━━━━━ READING TEXT ━━━━━
What to say? I’m 37. I’m a mother. I live with Bipolar Disorder. I’m also a mental health nurse: oh the irony! I write; writing helps. Lots of other things help, too: good friends, lovely family, loud music, quiet music, books, books, more books, movies – you name it. Anyway, hello, and welcome…
It can take a while to really get started with a blog. Finding a voice, finding topics, finding a reason, finding a style are all hard things to do. I think your experience as a mental health nurse would be invaluable to a lot of people in here who are trying to navigate the systems their country’s have. Because of the amount of honesty required to turn a blog into an actual recovery tool I found it easier to write knowing no one I cared about in “the real world” would read it… for them I started a second blog called “Cultural Snafu”.
There’s “thing” we’ve been doing recently involving “Five Questions”. You can see the rules at
http://saltedlithium.wordpress.com/2007/08/20/thordora-questions/
As part of the “thing” I have to find someone I’d like to ask five questions of… if nothing else it can make an interesting and easy post. If you’d be interested just send me an email and I’ll send you a few questions.
These are The Rules you have to post along with the questions and your answers:
Thordora’s Interview Meme Rules:
1. Leave me [tempest carousel] a comment saying “Interview Me.”
2. I will respond by emailing you five questions. I get to pick the questions.
3. You will update your blog with a post containing your the answers to the questions.
4. You will include this explanation and an offer to interview someone else in the same post.
5. When others comment asking to be interviewed, you will ask them five questions.
The Five Questions From Salted Lithium To tempest carousel:
1. What events and/or behaviours led you to your latest attempt to find psychiatric help?
2. What has the reaction been from your family (parents, child, signifigant other) since you were finally diagnosed?
━━━━━ RECORDS PROVIDED ━━━━━
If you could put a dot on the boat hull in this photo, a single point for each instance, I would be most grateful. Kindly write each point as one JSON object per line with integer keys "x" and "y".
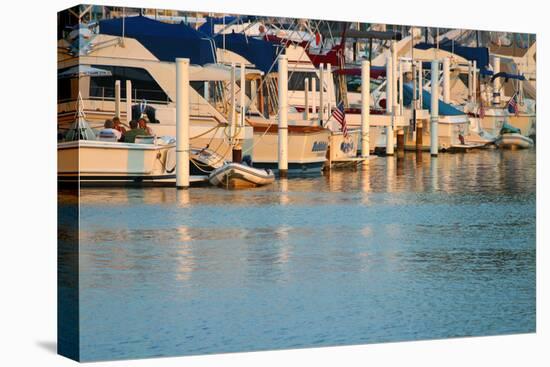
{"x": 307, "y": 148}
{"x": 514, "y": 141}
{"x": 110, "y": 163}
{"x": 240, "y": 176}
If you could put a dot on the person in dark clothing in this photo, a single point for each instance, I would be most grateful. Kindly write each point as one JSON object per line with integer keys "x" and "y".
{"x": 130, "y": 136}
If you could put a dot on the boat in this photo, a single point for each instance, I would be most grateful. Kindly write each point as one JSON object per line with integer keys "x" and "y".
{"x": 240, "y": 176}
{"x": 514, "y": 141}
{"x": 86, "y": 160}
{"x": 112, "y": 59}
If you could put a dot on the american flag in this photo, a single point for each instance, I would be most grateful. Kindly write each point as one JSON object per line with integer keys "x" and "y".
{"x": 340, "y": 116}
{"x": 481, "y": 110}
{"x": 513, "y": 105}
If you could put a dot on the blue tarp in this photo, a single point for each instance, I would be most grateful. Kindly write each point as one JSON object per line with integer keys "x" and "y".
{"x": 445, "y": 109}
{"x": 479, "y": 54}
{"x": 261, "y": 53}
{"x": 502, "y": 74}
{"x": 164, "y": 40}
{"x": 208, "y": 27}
━━━━━
USING THE INFORMATION —
1. Do these statements agree with the blog text? Answer yes or no for each and quote the deciding words. (a) The writer of the opening paragraph is 37 years old. (b) Under the meme rules, the person being interviewed chooses the five questions. (c) One writer started a second blog called "Cultural Snafu."
2. Continue the blog text from where it stops.

ANSWERS FOR THE EXERCISE —
1.
(a) Yes: "I’m 37."
(b) No: "I will respond by emailing you five questions. I get to pick the questions."
(c) Yes: "for them I started a second blog called “Cultural Snafu”."

2.
3. What did you know about manic depression before the diagnosis, what have you learned since and from what sources?
4. Why have you chosen to blog, and what do you believe blogging or being a part of an online community will play in your recovery?
5. Several bloggers from the UK read my blog and seem to be constantly at odds with the NHS, with your experience as a mental health nurse in their system what do you believe (if anything) needs to be changed to make the process easier for the mentally ill, and what (if anything) do you know about the Canadian system?
Bonus Points:
“There are no benefits to Manic Depression, and the disease gives us no special abilities. We are not better gardeners, writers, lovers, photographers or thinkers because a disease forces our brains to overdose our system with chemicals. Manic Depression is something that fights against us, not for us.”
Agree / Disagree?
Pick me! Pick me…
The immortal words of Dory – Finding Nemo
Bonus Points:
“There are no benefits to Manic Depression, and the disease gives us no special abilities. We are not better gardeners, writers, lovers, photographers or thinkers because a disease forces our brains to overdose our system with chemicals. Manic Depression is something that fights against us, not for us.”
Agree / Disagree?
Disagree.
Somehow we have a greater empathy – for people, for plants, for creative arts. This empathy makes us more attentive to detail, the kind of detail a viewer, a listener, a reader would be interested in.
If one looks rather at a spring versus hibernation situation instead of and up-versus-down scenario, one is able to see that there are good things in both. In spring I am able to frolic about, joke, have friends, make friends, relax. In hibernation, I am able to take time, sit with friends {don’t have to talk, just be – with them}.
I understand pain. I attribute this to the combination of having grown up with a bipolar mother, and the odd places I managed to get myself into whilst growing up. I’ve seen pain, and I realise there are not always (in fact seldom) answers. I see that people just want to find someone who will be with them, understanding that there are no answers, and brave enough to say that to their face.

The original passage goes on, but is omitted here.